→ **本文**:
NECエレクトロニクス、自動車のモーター制御システム向け32ビットマイコン3製品をサンプル出荷
自動車のモーター制御向け32ビットマイコンの発売について
NECエレクトロニクスは、自動車のモーター制御システム向け32ビットマイコン「V850E/PG2」3製品のサンプル出荷を本日から順次開始することにいたしました。
新製品は、当社の車載モーター制御用マイコンの最上位に位置付けられるもので、(1)従来の2倍となる64メガヘルツ(MHz)という高速のCPU処理を実現していること、(2)従来の4倍精度となる12ビットA/Dコンバータをはじめとして様々な機能を搭載しているため、高精度なモーター制御を実現できること、(3)CAN対応ポートを最大2つ内蔵しているため様々な車両内通信システムに対応できること、などが大きな特長となっております。
新製品のサンプル価格は搭載しているメモリサイズにより異なりますが、一例として、240Kバイトのフラッシュメモリ搭載品が3,000円/個となっており、量産は本年10月より順次立ち上げ、2008年度には3品種合わせて月産30万個の規模を予定しております。
当社は自動車向け半導体事業を戦略事業の一つと位置付け、自動車の基本性能に直結する制御系の半導体をはじめとして、オーディオやカーナビ向け半導体、エアバッグなどの安全性を向上するための半導体、そしてモーターを制御する半導体など、幅広い分野でユーザーにソリューションを提供しております。特に32ビットマイコンの分野では、これまでに総計5億5千万個の出荷実績を有する「V850シリーズ」を投入することで、ユーザーの要求に対応してまいりました。

→ **演習問題**:
A. 本文に基づき、次の問いに答えてください。
(i) 新製品が実現しているCPU処理の速度は何メガヘルツですか。
(ii) 240Kバイトのフラッシュメモリ搭載品のサンプル価格はいくらですか。
(iii) 「V850シリーズ」の総計出荷実績は何個ですか。
B. 各ブロックの行から、文字列「windshield」を含む行をすべて集めてください。
各ブロックの行は本文の内容とは一切関係がありません。

→ **提供データ**:

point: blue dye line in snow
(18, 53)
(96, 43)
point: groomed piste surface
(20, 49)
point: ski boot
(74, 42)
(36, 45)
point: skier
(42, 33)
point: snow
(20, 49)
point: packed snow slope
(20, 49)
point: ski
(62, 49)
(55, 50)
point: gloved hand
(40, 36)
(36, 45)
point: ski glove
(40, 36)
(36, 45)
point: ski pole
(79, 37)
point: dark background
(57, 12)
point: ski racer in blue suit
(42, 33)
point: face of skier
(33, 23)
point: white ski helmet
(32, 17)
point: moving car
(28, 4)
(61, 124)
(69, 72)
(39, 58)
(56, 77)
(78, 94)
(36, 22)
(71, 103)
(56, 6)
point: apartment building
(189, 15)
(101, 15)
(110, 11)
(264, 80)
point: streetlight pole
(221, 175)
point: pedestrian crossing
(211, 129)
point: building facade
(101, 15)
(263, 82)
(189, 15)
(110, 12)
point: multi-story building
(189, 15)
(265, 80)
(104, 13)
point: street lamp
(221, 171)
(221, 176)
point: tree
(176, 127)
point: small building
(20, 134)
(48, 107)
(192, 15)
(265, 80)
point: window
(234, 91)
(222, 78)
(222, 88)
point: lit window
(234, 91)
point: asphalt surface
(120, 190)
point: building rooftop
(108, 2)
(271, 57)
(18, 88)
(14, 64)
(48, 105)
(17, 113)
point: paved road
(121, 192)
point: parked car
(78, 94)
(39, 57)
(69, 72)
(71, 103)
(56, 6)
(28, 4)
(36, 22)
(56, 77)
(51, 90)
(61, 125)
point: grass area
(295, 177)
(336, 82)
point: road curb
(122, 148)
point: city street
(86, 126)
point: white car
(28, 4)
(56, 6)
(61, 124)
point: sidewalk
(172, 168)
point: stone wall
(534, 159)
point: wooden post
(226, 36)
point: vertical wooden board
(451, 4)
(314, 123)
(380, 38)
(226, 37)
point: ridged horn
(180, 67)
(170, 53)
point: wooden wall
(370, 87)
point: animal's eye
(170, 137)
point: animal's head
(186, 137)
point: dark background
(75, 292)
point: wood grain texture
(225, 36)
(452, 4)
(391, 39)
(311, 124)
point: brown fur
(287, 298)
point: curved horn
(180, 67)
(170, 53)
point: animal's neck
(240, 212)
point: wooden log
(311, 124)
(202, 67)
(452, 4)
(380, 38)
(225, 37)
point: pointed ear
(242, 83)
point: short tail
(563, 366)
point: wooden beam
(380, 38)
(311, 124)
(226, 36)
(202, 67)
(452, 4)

...

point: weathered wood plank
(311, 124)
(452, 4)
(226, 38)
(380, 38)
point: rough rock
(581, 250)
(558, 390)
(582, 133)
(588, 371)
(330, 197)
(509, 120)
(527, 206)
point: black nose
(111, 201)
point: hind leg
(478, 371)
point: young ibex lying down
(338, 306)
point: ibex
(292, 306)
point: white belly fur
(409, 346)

==

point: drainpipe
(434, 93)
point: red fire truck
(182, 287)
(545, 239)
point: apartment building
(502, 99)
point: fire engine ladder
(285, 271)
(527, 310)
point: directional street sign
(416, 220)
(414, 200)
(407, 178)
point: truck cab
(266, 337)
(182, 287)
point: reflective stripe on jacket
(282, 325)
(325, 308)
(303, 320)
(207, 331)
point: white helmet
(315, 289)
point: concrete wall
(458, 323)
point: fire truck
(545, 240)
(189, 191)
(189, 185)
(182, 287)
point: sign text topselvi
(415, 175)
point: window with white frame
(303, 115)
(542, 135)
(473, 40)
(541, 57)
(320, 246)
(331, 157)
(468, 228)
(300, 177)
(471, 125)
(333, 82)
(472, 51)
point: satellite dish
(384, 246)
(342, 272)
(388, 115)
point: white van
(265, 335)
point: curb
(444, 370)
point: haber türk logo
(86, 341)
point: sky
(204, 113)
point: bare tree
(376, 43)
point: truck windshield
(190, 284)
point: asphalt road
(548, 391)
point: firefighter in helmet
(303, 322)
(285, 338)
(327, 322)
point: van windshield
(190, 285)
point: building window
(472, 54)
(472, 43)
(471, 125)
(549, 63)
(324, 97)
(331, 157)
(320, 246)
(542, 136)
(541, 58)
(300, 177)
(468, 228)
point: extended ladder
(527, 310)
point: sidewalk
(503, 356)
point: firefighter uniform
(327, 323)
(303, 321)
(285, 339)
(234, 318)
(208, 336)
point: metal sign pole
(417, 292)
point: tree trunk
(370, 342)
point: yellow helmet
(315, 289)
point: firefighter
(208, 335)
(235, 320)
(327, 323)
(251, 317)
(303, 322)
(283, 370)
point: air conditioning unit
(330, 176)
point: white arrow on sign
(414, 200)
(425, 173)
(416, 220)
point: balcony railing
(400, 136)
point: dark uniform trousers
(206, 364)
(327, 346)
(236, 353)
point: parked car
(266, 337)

→ **各問の解答**:
A.
(i) 64メガヘルツ(MHz)
(ii) 3,000円/個
(iii) 5億5千万個

B.
point: truck windshield
point: van windshield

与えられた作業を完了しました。